## To do
• A. Please copy the book excerpt word for word, from "Melynda Jarratt, BA, MA, Diploma" to "come home again?".
• B. According to the book excerpt, who typed up the many handwritten submissions?

[BEGIN Text section]

My cousins, Patsy Hennessy and Sharon Olscamp, my friends Jan Walker (who happens to be the daughter of War Bride Bridget (Murphy) Sims and Sandy Coutts- Sutherland helped by reviewing the text and providing encouragement at critical junctures. My friend Sharlene Keith and long time editor/writer Meris K. Brookland typed up the many handwritten submissions. K provided some excellent editorial advice, even writing the first drafts of some of the stories you see here. Also Todd Spencer, a promising history student at my alma mater, the University of New Brunswick, did some research at the Harriet Irving Library in the microfilm reels and graphic designer Mila Jones provided the maps.
There were also many people who submitted stories which could not be included in this volume due to lack of space. Thank you everyone for your submissions. Perhaps they will appear in another volume on this subject!
And last but not least, I’d like to thank my husband Dan Weston who spent many late nights alone, preparing supper for me so that I’d have something good to eat when I came home. Without his day to day support I wouldn’t have been able to get to the end of this book.
Melynda Jarratt, BA, MA, Diploma Digital Media
Foreword
In the fall of 1990, I was preparing to depart for basic training for the United States Armed Forces. My family had gathered for a farewell dinner in Fredericton and to offer their best wishes before seeing me off for the next six months. The women of my family, including my grandmother, Jean (Keegan) Paul, a British War Bride from Couldson, Surrey – whose story is the first in this book – were gathered in the kitchen telling stories in Maliseet about the brave men they knew from the Tobique Reserve who left for military service during the Second World War. Some they spoke of fondly, others posthumously, and in the rare occasion, jokingly.
Will nee he come home again?

[END Text section]
[BEGIN Listed records]

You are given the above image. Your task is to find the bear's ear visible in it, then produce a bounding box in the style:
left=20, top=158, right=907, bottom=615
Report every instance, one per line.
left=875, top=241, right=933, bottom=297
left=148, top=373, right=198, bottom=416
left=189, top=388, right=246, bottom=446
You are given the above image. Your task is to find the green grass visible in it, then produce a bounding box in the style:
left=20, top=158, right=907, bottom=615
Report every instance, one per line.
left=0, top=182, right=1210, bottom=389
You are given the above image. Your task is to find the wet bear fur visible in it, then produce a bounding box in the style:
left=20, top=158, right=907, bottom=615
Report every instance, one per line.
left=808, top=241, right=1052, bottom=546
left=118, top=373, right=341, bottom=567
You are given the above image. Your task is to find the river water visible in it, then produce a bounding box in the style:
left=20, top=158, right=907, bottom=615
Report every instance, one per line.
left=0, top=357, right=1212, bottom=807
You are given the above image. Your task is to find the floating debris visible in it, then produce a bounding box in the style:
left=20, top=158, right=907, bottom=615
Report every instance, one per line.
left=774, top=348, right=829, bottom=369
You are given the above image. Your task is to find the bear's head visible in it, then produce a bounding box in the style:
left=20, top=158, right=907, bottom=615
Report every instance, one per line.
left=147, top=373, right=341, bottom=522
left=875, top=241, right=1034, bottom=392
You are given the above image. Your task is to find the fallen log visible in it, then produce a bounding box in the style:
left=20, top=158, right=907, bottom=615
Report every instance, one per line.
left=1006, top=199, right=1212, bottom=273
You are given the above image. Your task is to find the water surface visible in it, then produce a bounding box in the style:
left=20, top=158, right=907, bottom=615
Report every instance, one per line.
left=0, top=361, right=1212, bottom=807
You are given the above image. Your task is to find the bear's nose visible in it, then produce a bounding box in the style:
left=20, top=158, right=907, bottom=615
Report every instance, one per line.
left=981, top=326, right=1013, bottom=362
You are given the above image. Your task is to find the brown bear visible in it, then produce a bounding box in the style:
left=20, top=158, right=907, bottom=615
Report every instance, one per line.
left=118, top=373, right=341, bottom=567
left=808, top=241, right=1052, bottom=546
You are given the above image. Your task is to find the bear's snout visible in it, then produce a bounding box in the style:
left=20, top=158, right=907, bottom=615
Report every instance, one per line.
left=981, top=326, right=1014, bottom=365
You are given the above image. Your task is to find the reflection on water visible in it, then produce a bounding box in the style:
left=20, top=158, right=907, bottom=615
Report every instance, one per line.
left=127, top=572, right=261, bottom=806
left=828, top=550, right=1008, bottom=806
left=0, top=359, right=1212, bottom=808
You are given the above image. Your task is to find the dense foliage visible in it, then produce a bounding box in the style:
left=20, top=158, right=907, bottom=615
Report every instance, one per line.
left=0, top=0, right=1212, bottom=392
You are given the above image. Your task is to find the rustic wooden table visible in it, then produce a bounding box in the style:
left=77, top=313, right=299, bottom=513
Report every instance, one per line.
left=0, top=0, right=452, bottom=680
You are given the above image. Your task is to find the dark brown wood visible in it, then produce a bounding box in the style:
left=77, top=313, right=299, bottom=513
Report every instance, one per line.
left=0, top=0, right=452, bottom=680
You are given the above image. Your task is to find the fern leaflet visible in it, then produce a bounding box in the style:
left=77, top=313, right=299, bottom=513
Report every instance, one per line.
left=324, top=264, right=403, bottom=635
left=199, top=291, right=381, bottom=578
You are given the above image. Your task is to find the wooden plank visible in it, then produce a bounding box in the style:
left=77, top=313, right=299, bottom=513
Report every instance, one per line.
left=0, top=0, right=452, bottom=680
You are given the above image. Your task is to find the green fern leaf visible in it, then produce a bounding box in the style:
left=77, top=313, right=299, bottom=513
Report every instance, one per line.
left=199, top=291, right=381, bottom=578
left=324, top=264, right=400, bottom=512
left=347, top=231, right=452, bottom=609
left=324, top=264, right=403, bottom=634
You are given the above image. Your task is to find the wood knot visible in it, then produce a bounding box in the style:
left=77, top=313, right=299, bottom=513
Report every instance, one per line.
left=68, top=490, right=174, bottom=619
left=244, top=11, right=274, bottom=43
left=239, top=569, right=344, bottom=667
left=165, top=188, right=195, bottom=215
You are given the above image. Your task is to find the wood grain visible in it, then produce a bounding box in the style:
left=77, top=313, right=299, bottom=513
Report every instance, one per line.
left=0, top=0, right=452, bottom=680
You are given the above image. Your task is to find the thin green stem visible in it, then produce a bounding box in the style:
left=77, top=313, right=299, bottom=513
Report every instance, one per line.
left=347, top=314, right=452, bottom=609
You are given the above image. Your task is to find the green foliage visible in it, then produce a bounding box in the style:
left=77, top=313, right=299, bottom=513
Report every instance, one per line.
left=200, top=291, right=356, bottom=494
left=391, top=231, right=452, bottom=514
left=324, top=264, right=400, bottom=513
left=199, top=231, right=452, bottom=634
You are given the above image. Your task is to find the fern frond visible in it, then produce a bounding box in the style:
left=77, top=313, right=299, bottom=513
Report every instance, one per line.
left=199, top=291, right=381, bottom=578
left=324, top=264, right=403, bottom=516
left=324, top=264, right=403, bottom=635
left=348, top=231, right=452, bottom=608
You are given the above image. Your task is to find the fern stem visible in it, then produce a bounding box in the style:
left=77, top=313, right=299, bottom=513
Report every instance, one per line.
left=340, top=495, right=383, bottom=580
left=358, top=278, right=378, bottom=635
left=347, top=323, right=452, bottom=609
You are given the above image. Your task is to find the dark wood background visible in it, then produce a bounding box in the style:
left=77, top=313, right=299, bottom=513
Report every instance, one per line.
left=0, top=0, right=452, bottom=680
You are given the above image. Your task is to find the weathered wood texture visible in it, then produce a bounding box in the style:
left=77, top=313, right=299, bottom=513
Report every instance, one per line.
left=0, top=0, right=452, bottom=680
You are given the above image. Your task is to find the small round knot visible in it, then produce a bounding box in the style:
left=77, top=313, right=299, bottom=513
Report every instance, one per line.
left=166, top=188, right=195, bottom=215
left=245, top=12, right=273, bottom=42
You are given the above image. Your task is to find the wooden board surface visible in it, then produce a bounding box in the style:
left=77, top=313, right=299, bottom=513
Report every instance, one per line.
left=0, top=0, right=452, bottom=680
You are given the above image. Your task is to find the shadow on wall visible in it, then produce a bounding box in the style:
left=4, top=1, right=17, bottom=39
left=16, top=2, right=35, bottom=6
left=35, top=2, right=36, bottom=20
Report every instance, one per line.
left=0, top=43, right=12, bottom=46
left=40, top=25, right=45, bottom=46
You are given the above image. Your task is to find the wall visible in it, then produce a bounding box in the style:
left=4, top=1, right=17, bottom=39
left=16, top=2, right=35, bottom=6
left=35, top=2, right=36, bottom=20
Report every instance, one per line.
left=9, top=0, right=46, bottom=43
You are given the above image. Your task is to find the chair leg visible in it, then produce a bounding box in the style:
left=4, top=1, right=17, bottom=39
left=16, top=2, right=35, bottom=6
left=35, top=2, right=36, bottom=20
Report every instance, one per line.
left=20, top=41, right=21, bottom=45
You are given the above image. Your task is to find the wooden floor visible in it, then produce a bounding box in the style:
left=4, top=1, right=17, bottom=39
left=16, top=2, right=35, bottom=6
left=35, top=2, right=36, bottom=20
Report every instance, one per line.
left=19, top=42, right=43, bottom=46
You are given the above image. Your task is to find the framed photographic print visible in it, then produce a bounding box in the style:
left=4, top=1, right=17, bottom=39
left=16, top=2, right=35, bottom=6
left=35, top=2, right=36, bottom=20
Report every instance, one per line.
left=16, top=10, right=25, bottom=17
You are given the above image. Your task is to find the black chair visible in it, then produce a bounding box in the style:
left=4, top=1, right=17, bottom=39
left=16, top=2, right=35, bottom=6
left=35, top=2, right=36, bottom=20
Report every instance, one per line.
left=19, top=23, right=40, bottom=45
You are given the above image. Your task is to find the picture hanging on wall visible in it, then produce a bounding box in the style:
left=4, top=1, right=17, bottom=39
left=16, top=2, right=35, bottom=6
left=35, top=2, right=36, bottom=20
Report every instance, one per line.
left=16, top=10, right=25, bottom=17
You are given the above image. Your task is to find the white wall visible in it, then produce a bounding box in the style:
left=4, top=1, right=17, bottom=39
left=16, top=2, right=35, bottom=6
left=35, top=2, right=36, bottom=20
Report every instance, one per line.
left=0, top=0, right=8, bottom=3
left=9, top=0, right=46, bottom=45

[END Listed records]

## Final answers
• A.
Melynda Jarratt, BA, MA, Diploma Digital Media
Foreword
In the fall of 1990, I was preparing to depart for basic training for the United States Armed Forces. My family had gathered for a farewell dinner in Fredericton and to offer their best wishes before seeing me off for the next six months. The women of my family, including my grandmother, Jean (Keegan) Paul, a British War Bride from Couldson, Surrey – whose story is the first in this book – were gathered in the kitchen telling stories in Maliseet about the brave men they knew from the Tobique Reserve who left for military service during the Second World War. Some they spoke of fondly, others posthumously, and in the rare occasion, jokingly.
Will nee he come home again?

• B. Sharlene Keith and Meris K. Brookland